== TASK STATEMENT ==
From the source data below, select every line that contains the word "sunglasses" and copy each such line in full.

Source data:
** start **
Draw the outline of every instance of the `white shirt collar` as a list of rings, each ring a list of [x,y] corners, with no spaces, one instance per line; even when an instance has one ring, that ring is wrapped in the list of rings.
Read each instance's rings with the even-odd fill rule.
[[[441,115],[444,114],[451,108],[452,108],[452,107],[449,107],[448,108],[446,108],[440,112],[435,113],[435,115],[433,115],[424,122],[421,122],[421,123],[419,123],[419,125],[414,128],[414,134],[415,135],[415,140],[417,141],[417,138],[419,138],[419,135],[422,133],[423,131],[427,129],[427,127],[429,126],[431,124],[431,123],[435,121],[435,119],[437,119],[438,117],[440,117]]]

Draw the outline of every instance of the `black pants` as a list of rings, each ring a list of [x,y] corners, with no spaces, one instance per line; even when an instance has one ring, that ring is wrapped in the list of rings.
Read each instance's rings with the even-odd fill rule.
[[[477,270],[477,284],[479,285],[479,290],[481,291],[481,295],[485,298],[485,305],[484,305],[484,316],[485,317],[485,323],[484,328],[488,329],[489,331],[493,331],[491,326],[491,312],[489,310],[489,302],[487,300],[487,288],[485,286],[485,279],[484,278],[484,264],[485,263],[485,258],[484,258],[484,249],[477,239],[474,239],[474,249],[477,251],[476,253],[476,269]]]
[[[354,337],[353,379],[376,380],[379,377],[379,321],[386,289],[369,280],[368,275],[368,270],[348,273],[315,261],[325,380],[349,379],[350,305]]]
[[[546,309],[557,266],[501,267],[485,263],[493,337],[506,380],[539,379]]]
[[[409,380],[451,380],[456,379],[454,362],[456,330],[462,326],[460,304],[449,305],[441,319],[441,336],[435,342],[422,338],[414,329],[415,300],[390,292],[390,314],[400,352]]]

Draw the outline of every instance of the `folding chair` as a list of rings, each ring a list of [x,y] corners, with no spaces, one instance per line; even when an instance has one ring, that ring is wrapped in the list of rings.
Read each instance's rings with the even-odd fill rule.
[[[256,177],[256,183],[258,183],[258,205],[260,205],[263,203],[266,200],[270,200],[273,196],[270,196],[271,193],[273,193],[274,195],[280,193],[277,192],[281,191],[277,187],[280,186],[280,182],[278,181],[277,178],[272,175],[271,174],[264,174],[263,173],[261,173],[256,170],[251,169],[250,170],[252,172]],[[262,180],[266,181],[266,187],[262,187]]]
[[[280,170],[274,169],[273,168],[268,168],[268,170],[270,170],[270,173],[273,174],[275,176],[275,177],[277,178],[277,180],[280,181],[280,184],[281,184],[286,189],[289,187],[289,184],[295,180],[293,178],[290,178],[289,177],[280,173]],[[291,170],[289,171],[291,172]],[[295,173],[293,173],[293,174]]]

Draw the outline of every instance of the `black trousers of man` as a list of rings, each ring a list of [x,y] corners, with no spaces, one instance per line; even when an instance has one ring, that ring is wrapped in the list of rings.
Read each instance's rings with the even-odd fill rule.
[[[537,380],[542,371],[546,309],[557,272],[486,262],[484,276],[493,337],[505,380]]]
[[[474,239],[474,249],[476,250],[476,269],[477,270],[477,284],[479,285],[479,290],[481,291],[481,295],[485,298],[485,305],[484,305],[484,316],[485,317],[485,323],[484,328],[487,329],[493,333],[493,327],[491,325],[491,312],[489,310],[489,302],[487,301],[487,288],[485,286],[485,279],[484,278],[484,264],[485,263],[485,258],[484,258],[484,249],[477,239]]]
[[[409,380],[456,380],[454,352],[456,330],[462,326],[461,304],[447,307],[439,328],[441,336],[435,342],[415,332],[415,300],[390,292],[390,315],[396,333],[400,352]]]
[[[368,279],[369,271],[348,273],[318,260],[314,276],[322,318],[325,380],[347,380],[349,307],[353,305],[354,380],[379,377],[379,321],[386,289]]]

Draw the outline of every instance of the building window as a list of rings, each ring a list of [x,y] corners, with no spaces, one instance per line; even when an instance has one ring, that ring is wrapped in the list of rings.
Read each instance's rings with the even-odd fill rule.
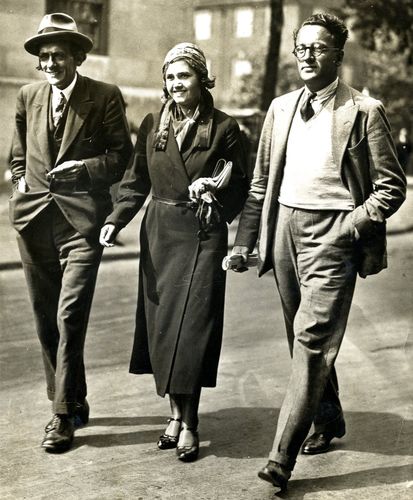
[[[47,0],[46,10],[72,16],[78,30],[93,40],[91,53],[107,54],[108,3],[109,0]]]
[[[246,59],[238,59],[233,63],[233,75],[240,78],[244,75],[249,75],[252,73],[252,64]]]
[[[237,38],[249,38],[254,28],[254,11],[252,9],[235,10],[235,35]]]
[[[211,38],[211,12],[202,10],[195,13],[195,38],[197,40],[209,40]]]

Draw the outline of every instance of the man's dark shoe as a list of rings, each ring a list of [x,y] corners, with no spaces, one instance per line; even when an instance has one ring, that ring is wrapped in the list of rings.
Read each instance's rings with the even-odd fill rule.
[[[291,471],[277,462],[270,460],[268,464],[258,472],[258,477],[271,483],[281,491],[287,489],[288,480],[291,477]]]
[[[325,432],[314,432],[308,437],[301,448],[301,453],[304,455],[317,455],[325,453],[331,449],[331,440],[341,438],[346,433],[346,425],[342,420],[334,430]]]
[[[43,438],[42,448],[49,453],[63,453],[72,446],[74,432],[73,417],[56,414]]]
[[[83,427],[89,422],[89,411],[89,403],[86,399],[83,403],[76,403],[75,413],[73,415],[73,423],[75,429],[79,429],[79,427]],[[52,430],[53,418],[50,420],[50,422],[47,423],[46,427],[44,428],[45,432],[49,432]]]

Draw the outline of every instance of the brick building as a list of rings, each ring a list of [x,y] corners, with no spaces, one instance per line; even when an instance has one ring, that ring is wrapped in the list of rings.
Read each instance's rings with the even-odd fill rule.
[[[291,34],[305,17],[339,2],[284,0],[281,59],[293,61]],[[7,168],[17,91],[43,78],[23,43],[37,32],[45,13],[71,14],[80,31],[94,39],[95,48],[80,72],[119,85],[135,125],[160,105],[162,61],[175,43],[193,41],[204,49],[217,77],[213,93],[220,106],[233,99],[237,79],[252,71],[253,62],[264,60],[268,45],[268,0],[0,0],[0,8],[0,183]],[[356,84],[351,40],[349,49],[343,71]]]

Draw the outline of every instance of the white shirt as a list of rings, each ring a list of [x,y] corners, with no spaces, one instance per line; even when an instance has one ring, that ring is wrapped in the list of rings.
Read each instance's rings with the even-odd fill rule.
[[[338,80],[314,99],[314,116],[304,122],[299,106],[287,142],[279,202],[310,210],[352,210],[354,203],[332,153],[332,120]]]
[[[63,94],[66,99],[66,104],[69,102],[70,96],[72,95],[73,89],[75,88],[77,82],[77,72],[72,80],[72,83],[68,85],[65,89],[58,89],[55,85],[52,85],[52,109],[53,112],[57,108],[60,102],[60,95]]]

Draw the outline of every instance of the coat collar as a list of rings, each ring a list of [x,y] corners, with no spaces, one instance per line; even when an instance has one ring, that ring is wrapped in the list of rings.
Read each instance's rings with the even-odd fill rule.
[[[336,165],[341,165],[350,134],[359,110],[355,103],[351,87],[339,80],[333,111],[333,158]]]
[[[89,94],[87,79],[81,75],[78,75],[78,79],[68,102],[68,106],[69,109],[65,130],[59,154],[56,159],[56,164],[59,163],[69,146],[72,144],[93,106],[93,99]]]
[[[291,123],[304,91],[305,87],[280,97],[279,111],[284,113],[284,116],[283,119],[279,120],[279,123],[282,125],[277,127],[277,135],[274,138],[275,151],[277,149],[281,151],[285,150]],[[341,165],[342,163],[358,110],[359,106],[355,103],[351,87],[342,80],[339,80],[334,101],[331,134],[333,157],[337,165]]]
[[[48,138],[48,110],[51,88],[48,82],[42,82],[33,101],[35,133],[38,138],[43,158],[51,165]],[[89,95],[87,79],[78,75],[78,79],[68,102],[68,113],[62,144],[55,165],[59,163],[69,146],[77,136],[92,109],[93,100]],[[52,167],[52,165],[51,165]]]

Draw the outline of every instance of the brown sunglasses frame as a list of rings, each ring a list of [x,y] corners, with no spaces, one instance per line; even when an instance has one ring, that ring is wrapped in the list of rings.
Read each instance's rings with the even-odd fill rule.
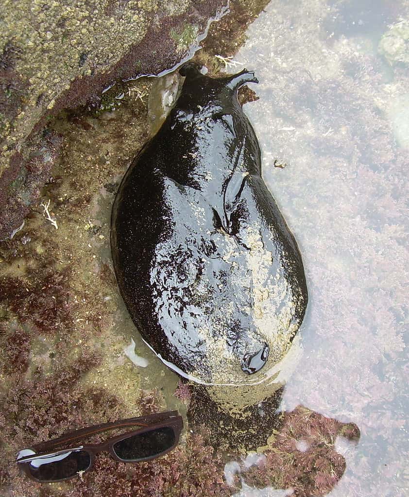
[[[20,459],[17,459],[16,462],[18,464],[21,470],[24,471],[26,476],[30,480],[32,480],[38,483],[50,483],[54,482],[64,482],[67,480],[71,480],[78,476],[78,473],[75,473],[72,476],[67,477],[66,478],[60,478],[58,480],[38,480],[31,474],[30,472],[29,463],[32,459],[36,457],[46,455],[47,453],[52,453],[55,452],[51,450],[52,448],[55,449],[59,446],[64,446],[65,443],[73,442],[74,440],[81,439],[82,438],[91,436],[96,435],[97,433],[106,431],[108,430],[116,429],[121,428],[125,428],[127,426],[133,426],[140,425],[142,426],[137,429],[132,430],[131,431],[127,431],[126,433],[122,433],[116,436],[111,437],[107,438],[103,442],[97,444],[87,444],[82,445],[81,449],[78,447],[67,447],[66,449],[64,446],[62,450],[67,450],[69,451],[70,449],[75,448],[88,452],[90,456],[89,465],[86,469],[81,472],[81,474],[84,474],[87,473],[93,466],[95,456],[99,452],[107,451],[109,453],[111,457],[116,461],[121,463],[138,463],[144,461],[150,461],[151,459],[156,459],[161,457],[167,452],[172,450],[179,443],[179,438],[180,436],[180,433],[183,427],[183,421],[182,416],[180,416],[177,411],[169,411],[166,413],[160,413],[157,414],[150,414],[148,416],[142,416],[139,417],[130,417],[126,419],[120,419],[118,421],[111,423],[104,423],[102,424],[96,424],[87,428],[82,428],[78,430],[75,430],[70,431],[58,438],[54,438],[52,440],[48,440],[42,443],[37,444],[36,445],[32,445],[31,447],[25,447],[36,452],[36,453],[31,455],[24,456]],[[117,442],[119,442],[125,438],[128,438],[130,436],[140,433],[146,433],[147,431],[150,431],[153,429],[158,428],[164,428],[168,426],[173,428],[175,434],[174,443],[169,448],[166,449],[160,454],[156,454],[149,457],[141,458],[134,461],[129,461],[121,459],[115,454],[113,449],[113,445]],[[38,452],[37,452],[38,451]],[[27,460],[27,462],[24,462],[24,460]]]

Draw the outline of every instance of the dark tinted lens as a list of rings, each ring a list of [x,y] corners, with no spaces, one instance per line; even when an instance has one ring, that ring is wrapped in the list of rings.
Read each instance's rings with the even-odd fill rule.
[[[174,442],[173,428],[164,426],[124,438],[114,444],[113,449],[123,461],[137,461],[159,455],[171,447]]]
[[[25,463],[31,474],[40,482],[62,480],[88,469],[91,457],[84,450],[68,450],[64,454],[38,458]]]

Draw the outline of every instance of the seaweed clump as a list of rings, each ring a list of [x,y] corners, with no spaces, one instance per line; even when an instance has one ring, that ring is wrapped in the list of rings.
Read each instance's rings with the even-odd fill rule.
[[[264,462],[245,473],[246,482],[260,487],[293,489],[294,497],[326,495],[345,472],[344,457],[334,448],[337,436],[356,441],[359,430],[303,406],[285,413]]]

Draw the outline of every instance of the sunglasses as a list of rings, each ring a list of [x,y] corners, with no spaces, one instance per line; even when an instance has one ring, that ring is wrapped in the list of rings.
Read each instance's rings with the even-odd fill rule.
[[[100,443],[71,446],[75,440],[103,431],[136,426],[140,427]],[[76,430],[22,449],[16,462],[29,478],[36,482],[62,482],[88,471],[95,455],[103,451],[109,451],[111,457],[125,463],[149,461],[162,456],[177,445],[183,427],[182,416],[177,411],[121,419]],[[61,450],[51,450],[67,444],[69,446]]]

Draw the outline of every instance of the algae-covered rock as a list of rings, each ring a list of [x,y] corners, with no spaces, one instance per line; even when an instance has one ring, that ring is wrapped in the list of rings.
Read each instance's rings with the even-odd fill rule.
[[[31,160],[27,138],[40,141],[37,176],[55,147],[41,131],[62,108],[97,102],[116,80],[157,74],[196,43],[223,0],[4,0],[0,18],[0,239],[21,224],[36,197],[16,183]],[[31,140],[32,141],[32,140]],[[16,185],[18,185],[18,188]],[[22,189],[24,190],[22,191]],[[24,202],[16,199],[23,196]]]
[[[409,20],[392,24],[381,39],[378,50],[391,65],[409,64]]]

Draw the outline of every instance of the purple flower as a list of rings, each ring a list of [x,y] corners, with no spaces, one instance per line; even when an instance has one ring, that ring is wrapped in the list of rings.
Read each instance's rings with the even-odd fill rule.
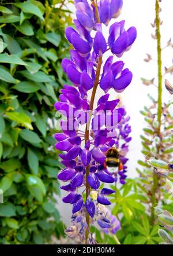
** end **
== ANSWER TO THE PROBLEM ==
Draw the outline of every instance of the brown sunglasses frame as a list of rings, each ring a list of [x,y] corners, with no spaces, one instance per line; even when an instance has one ring, that ring is wrapped in the list of rings.
Draw the outline of every instance of the sunglasses as a list of rings, each ring a list of [x,y] corners, with no spaces, one instance per line; even when an instance has one ring, that ring is wrapped in the list of rings.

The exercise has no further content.